TASK DESCRIPTION: Find each line in the material below that contains the word "chrome" and copy those lines out in full.

>> BEGIN SUPPLIED DATA

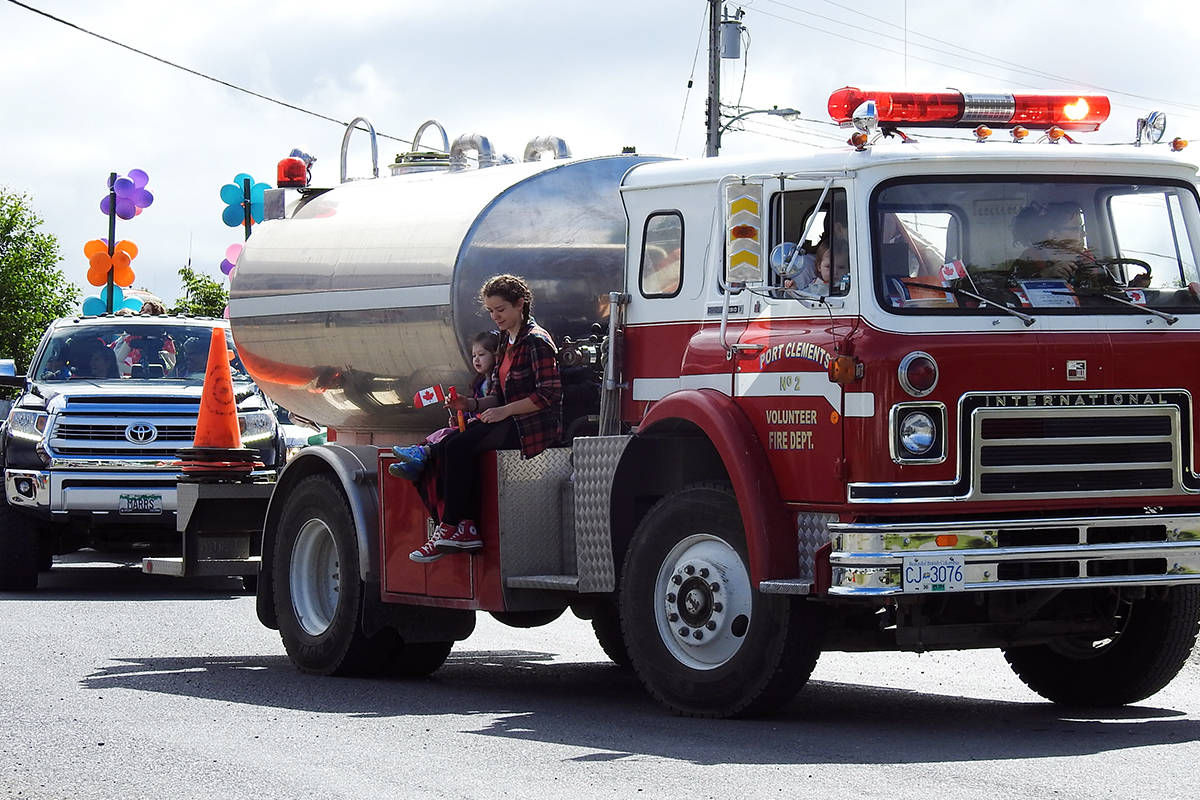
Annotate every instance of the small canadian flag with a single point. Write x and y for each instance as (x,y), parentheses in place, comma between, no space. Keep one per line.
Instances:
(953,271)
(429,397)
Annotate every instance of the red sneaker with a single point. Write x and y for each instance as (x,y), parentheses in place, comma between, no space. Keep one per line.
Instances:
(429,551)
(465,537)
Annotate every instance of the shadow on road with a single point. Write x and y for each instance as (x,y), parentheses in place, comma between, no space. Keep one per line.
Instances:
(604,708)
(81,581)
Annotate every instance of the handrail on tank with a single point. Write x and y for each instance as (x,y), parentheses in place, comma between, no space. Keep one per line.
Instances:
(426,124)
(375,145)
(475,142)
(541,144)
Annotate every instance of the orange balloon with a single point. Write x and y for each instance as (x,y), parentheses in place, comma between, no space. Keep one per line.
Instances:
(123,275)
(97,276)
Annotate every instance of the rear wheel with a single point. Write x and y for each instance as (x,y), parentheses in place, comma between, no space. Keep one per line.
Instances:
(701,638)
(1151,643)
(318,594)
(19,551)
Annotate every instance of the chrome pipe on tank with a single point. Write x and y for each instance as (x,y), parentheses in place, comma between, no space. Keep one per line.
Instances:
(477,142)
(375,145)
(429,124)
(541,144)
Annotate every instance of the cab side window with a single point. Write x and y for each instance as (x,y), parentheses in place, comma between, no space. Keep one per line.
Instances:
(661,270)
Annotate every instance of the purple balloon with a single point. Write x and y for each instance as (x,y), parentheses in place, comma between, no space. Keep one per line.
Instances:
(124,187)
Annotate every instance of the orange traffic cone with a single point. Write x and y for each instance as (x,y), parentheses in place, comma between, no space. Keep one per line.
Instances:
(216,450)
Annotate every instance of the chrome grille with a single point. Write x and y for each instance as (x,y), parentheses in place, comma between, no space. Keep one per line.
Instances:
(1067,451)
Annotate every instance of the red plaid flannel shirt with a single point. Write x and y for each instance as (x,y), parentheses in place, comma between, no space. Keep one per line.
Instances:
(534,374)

>> END SUPPLIED DATA
>> BEGIN SUPPLIED DATA

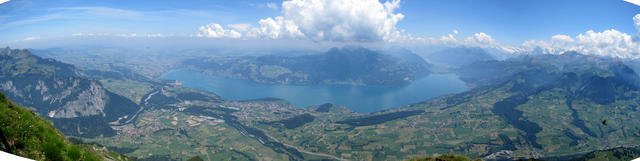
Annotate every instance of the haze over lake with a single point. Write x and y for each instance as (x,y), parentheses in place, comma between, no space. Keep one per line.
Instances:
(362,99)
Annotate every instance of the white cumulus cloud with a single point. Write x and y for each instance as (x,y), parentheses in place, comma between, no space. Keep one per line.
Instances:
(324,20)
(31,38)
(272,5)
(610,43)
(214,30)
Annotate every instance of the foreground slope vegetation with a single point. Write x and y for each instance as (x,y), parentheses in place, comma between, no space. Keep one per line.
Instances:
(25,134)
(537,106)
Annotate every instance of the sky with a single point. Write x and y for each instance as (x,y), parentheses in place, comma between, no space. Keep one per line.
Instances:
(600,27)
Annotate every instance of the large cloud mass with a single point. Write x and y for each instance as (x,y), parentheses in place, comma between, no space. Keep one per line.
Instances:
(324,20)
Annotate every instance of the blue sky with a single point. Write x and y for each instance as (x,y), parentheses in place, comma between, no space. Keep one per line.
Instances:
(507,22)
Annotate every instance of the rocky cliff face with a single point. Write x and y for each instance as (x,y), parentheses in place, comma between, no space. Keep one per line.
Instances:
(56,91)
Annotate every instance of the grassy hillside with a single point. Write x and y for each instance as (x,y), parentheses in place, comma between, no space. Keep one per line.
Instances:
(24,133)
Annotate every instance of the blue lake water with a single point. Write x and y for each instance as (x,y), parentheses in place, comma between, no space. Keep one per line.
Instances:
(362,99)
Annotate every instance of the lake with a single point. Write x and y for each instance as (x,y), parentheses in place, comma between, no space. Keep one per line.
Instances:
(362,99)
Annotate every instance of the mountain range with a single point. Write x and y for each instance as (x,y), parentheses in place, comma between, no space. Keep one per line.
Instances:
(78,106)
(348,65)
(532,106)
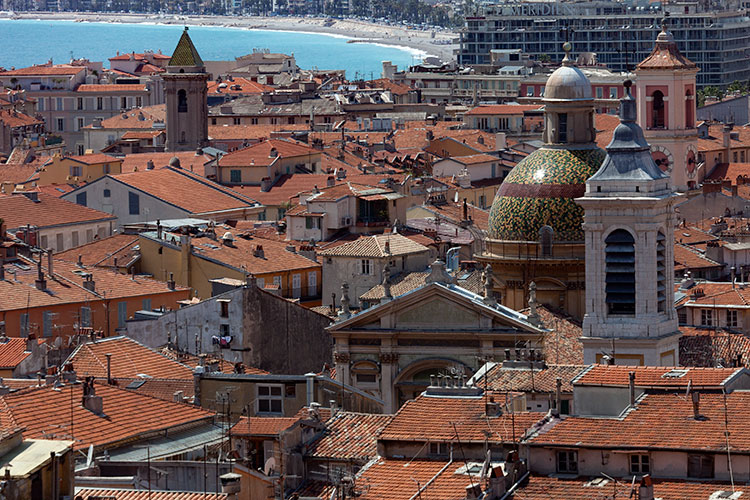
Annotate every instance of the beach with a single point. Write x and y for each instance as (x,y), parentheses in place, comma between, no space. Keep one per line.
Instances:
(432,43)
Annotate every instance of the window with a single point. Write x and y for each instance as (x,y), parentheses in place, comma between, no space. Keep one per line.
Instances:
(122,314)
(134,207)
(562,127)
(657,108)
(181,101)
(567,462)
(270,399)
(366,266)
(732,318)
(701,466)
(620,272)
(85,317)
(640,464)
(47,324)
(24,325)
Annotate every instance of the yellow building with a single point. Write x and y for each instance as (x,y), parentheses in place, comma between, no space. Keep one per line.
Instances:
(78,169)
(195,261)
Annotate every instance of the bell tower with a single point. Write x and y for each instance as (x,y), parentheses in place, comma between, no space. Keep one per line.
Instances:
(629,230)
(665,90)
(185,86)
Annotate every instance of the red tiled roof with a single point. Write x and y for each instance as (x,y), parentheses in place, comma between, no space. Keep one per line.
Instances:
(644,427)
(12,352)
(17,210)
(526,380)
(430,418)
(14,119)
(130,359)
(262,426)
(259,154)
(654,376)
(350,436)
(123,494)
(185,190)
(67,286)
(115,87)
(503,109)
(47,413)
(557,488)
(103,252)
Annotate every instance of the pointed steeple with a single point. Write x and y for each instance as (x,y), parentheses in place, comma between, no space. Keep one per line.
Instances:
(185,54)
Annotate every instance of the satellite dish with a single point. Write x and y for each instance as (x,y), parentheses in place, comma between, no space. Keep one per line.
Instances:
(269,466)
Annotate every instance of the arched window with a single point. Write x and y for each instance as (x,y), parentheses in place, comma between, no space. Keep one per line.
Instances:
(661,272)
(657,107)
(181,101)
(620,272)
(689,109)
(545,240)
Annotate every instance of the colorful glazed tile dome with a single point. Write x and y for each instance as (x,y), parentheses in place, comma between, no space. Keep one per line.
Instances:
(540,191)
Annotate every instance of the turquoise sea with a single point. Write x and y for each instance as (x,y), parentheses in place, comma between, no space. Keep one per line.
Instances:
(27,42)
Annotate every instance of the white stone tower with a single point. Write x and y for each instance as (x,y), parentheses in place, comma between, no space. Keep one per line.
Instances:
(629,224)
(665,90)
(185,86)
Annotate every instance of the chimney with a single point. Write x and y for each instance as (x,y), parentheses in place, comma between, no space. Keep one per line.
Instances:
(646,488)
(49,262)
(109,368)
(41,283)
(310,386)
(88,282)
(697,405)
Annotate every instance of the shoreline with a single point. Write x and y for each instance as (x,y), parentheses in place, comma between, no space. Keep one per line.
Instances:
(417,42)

>> END SUPPLIED DATA
>> BEGIN SUPPLIED DATA

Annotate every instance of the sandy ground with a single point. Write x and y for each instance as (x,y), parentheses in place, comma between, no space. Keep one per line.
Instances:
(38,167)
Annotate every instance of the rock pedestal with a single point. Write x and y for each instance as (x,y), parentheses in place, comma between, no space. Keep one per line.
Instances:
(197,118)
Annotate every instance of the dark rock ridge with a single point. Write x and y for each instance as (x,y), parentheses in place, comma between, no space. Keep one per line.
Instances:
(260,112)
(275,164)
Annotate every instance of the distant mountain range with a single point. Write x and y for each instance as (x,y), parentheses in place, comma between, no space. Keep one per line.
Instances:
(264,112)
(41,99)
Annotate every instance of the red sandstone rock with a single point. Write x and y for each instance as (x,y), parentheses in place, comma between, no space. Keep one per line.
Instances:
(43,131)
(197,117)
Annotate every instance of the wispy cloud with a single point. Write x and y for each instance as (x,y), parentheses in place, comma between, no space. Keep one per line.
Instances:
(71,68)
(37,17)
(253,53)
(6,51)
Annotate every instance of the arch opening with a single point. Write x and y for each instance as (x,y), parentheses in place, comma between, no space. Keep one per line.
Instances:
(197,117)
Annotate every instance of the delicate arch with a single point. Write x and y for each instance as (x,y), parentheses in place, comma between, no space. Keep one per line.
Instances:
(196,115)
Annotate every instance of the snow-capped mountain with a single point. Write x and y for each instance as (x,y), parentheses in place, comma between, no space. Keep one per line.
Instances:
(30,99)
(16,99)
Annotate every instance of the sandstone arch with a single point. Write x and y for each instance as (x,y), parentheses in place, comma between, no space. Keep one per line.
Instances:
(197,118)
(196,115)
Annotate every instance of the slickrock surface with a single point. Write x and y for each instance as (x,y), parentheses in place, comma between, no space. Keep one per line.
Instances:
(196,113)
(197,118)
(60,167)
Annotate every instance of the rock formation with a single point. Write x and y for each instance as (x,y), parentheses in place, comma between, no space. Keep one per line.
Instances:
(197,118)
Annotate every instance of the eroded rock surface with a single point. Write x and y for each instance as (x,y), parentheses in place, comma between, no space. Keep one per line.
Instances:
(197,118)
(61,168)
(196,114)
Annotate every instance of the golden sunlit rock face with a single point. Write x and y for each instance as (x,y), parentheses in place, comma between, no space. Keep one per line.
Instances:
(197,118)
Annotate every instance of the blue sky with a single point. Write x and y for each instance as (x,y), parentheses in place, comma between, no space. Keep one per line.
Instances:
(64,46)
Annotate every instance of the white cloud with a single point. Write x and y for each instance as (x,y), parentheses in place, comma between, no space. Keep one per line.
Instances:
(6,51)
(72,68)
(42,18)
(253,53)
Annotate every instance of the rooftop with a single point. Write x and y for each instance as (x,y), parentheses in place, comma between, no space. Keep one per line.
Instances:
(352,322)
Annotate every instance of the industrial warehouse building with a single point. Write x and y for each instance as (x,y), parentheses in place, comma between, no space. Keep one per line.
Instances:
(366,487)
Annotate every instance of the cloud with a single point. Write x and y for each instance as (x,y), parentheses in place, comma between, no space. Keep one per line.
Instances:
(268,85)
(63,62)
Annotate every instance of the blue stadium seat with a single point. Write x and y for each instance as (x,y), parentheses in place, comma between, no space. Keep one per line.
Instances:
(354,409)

>> END SUPPLIED DATA

FULL SOLUTION:
Annotate every instance of the chrome pipe on tank with a single point. Write x and y for each instance as (x,y), parentheses in place, comma between, no space. Keep one per line.
Annotate every instance of the chrome grille with a single point. Write x and y for each instance as (x,y), parentheses in place, comma between, no space. Keep one per line.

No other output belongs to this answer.